**Rows from a pointing dataset**
'''

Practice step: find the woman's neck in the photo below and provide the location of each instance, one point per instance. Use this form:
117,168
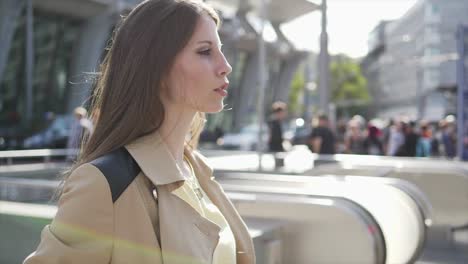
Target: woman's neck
174,130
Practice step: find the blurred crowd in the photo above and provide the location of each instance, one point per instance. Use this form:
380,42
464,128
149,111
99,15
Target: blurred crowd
395,137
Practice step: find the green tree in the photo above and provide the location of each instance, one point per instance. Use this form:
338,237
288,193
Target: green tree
348,87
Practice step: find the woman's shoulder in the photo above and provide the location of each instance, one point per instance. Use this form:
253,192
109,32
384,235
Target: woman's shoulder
114,171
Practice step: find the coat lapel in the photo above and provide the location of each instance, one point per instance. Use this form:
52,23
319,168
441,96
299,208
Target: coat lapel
178,220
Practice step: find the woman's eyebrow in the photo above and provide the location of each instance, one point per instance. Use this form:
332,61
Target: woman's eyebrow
205,42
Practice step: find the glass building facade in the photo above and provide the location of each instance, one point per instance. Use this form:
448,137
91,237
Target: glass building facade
53,40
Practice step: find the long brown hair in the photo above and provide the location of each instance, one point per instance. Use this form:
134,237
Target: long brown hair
126,102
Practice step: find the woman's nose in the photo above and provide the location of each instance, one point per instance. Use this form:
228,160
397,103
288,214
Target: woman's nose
225,67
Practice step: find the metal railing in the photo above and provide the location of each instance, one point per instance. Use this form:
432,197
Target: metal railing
46,154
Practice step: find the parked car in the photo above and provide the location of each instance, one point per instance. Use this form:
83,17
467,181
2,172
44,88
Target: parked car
54,136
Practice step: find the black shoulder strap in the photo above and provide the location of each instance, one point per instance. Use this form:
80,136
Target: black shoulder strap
119,168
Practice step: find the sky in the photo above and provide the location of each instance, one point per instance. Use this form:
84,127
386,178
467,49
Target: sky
349,24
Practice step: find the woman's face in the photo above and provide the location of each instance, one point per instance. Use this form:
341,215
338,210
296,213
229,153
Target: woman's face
198,80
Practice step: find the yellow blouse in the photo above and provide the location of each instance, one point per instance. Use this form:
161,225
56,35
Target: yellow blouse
191,193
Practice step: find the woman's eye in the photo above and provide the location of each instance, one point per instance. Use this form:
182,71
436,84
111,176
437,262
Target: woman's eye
205,52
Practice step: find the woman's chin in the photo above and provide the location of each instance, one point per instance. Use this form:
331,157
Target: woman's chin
214,109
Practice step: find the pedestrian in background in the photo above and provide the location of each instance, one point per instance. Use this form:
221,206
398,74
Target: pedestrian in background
139,192
81,127
275,125
278,115
322,138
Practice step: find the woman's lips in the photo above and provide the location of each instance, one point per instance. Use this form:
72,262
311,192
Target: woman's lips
222,90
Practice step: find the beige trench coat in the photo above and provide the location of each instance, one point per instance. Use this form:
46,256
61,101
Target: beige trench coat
90,228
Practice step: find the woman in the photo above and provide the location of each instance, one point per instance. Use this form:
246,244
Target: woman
139,193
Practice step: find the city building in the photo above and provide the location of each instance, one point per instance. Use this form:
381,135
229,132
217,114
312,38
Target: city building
412,69
50,52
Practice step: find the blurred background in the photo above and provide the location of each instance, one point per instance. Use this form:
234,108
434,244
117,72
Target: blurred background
380,83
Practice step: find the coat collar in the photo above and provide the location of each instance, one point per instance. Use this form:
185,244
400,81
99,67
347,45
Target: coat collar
157,163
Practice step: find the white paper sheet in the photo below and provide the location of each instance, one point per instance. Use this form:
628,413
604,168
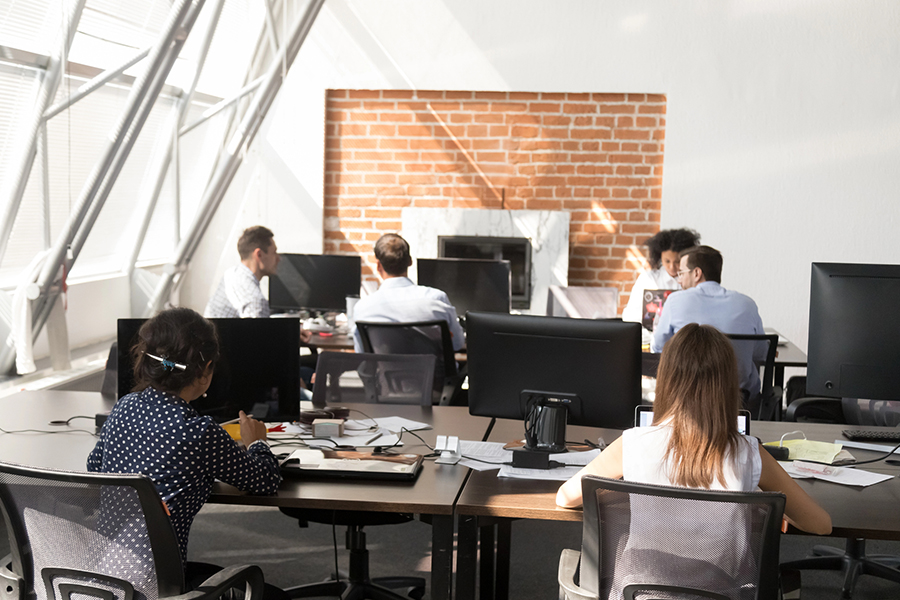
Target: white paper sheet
841,475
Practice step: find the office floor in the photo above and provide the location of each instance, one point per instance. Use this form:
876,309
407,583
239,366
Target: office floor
290,555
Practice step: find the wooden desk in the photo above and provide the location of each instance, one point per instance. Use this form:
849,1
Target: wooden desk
434,493
337,341
488,500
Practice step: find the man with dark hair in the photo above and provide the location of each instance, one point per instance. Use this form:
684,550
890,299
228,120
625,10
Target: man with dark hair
703,300
399,300
238,294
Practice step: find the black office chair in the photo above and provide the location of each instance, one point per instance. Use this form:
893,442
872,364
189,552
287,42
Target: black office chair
852,560
376,378
673,543
103,536
344,377
770,395
422,337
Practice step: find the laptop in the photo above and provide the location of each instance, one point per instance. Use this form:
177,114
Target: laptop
349,464
643,417
652,305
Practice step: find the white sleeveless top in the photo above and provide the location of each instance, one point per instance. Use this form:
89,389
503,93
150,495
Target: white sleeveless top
644,460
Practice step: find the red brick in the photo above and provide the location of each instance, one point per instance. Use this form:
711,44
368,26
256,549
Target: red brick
628,134
576,108
395,117
552,120
627,109
506,107
399,94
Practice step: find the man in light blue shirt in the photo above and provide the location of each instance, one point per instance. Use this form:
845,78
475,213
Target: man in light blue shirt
399,300
703,300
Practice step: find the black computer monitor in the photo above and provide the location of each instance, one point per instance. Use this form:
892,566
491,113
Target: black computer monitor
258,369
854,331
317,282
595,363
476,285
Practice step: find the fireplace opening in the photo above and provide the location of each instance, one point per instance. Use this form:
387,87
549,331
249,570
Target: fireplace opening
516,250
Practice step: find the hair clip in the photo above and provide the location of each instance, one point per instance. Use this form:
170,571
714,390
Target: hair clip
168,365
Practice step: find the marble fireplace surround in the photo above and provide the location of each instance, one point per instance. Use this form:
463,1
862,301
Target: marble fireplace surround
547,230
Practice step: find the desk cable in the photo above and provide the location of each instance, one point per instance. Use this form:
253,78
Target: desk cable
55,423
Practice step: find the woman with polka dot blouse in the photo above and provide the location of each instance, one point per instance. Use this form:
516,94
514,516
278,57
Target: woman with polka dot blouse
154,430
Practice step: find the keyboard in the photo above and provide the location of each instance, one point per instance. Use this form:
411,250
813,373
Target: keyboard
891,436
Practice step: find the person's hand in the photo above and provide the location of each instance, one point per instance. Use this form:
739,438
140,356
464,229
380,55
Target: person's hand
251,429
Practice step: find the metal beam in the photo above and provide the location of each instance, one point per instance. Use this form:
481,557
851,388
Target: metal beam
161,168
48,279
95,83
134,129
11,194
232,157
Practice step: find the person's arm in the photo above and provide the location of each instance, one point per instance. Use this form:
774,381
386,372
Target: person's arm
253,470
663,330
801,510
608,464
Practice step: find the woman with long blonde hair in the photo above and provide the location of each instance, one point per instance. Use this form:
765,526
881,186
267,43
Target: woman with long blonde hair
694,441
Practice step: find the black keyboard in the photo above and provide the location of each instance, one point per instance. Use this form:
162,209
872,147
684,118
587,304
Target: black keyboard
891,436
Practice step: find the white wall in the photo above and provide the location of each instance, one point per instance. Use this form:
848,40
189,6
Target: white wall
783,124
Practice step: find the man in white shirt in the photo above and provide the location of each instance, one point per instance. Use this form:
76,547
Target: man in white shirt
703,300
238,294
399,300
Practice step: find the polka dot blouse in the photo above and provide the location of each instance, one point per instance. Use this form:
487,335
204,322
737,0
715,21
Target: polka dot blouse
159,435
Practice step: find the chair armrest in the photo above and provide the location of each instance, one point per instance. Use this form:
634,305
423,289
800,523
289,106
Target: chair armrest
568,567
248,576
824,410
11,585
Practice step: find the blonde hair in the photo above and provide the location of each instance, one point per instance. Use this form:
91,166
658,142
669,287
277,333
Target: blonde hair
697,391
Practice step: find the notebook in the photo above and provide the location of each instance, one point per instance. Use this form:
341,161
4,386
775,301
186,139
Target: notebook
348,464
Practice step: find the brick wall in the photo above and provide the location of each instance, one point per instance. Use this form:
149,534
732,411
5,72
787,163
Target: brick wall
597,156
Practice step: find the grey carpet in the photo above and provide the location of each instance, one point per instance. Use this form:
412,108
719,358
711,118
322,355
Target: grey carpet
290,555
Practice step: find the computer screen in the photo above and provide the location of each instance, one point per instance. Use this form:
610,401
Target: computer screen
258,369
314,282
476,285
854,348
599,362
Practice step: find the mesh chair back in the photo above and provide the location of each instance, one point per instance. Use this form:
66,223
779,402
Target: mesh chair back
91,535
376,378
648,541
423,337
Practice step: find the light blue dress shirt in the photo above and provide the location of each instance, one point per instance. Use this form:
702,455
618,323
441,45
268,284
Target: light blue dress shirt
399,300
709,303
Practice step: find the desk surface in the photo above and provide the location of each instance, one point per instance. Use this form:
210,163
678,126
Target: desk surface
855,512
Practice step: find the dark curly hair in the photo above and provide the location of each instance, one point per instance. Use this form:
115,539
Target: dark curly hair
179,335
675,240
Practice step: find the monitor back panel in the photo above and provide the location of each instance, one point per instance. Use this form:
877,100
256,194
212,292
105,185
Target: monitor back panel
315,282
258,369
476,285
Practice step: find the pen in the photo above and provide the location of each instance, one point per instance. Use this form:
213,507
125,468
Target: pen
233,421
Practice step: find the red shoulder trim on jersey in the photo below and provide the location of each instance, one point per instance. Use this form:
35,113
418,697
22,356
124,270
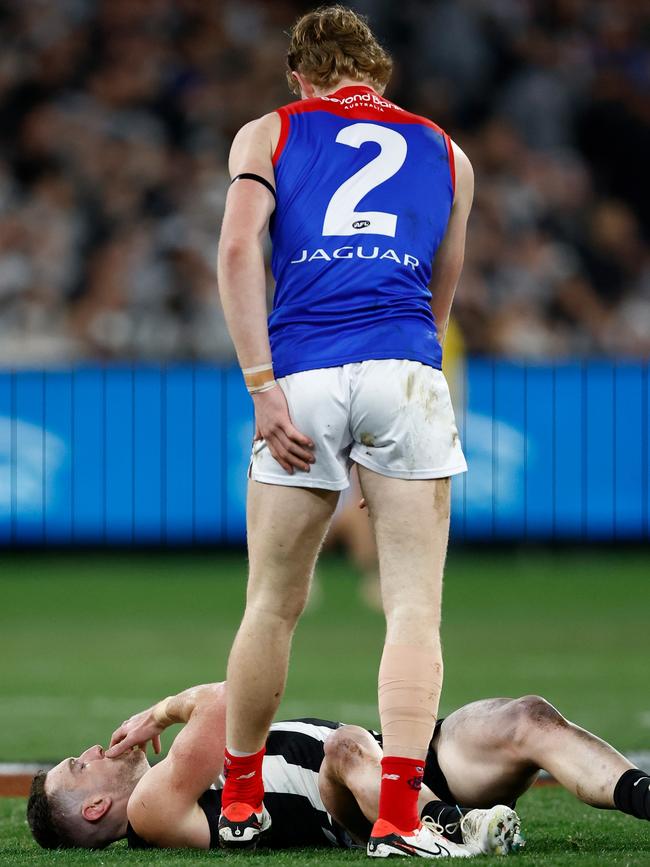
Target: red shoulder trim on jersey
284,134
452,162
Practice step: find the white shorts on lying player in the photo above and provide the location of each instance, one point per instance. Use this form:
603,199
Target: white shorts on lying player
392,416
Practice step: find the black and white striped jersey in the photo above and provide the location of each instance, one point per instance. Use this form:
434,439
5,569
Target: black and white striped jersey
295,750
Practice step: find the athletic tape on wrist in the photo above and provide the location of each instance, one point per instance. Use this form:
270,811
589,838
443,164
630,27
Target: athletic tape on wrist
256,378
261,388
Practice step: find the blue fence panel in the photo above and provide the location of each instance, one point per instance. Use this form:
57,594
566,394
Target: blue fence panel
159,455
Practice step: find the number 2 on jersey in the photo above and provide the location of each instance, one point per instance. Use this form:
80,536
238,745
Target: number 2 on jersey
340,216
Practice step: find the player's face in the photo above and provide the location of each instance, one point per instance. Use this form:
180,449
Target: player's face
93,772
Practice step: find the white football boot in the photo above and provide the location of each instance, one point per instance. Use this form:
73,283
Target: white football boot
387,841
496,831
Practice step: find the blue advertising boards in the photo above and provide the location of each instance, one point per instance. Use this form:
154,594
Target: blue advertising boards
158,455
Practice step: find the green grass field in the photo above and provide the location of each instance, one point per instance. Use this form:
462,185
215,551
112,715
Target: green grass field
86,640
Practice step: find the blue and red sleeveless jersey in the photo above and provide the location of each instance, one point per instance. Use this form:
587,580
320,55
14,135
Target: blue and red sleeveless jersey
364,194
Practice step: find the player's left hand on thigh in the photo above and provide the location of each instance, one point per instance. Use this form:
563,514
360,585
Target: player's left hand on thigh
136,731
290,448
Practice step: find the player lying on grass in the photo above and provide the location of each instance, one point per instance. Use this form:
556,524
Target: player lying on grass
484,753
322,781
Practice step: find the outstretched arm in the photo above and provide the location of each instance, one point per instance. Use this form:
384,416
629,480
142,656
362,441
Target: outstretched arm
448,262
242,287
163,808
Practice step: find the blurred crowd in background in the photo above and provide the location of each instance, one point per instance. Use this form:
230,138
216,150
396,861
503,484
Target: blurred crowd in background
116,118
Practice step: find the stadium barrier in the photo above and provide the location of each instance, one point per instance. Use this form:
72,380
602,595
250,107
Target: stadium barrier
158,454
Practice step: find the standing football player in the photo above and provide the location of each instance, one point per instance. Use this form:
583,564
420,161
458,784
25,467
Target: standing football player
367,207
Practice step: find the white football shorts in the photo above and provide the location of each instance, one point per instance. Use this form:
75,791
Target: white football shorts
392,416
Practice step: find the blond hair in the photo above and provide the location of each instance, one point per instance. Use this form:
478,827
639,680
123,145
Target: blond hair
332,43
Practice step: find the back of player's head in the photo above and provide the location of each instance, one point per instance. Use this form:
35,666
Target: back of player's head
46,817
55,821
332,43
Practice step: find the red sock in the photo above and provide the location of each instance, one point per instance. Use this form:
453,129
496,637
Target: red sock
401,781
244,781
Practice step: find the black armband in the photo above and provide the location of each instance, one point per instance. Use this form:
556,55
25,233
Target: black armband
249,176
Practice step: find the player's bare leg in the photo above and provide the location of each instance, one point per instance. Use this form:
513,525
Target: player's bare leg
349,782
491,751
286,526
411,524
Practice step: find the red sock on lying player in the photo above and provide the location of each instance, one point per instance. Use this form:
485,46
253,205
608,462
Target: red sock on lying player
401,781
244,781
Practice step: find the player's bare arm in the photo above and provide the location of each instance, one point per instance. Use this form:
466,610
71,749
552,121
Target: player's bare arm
448,263
163,808
242,286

'''

**What to produce**
The required output is the span of lines from the one containing "Practice step: find the player's bare leg" to the last line, reproduced character for character.

**Finished task**
Practice step: find the player's bare leg in the photo above and provide the location of each instance, one point per instance. Use this form:
513,525
Target: player's bare leg
349,782
491,751
286,526
411,524
Practice step: find the red sock on lying player in the photo above and provide the location of each instance, one point per instance. Use this form:
485,46
253,205
608,462
Target: red sock on lying player
401,781
244,781
Practice step: find the player's bare arm in the photo above and provide the location of each instance, one point per instance. Use this form:
466,610
71,749
552,121
Target: player's bare arm
448,263
163,808
242,286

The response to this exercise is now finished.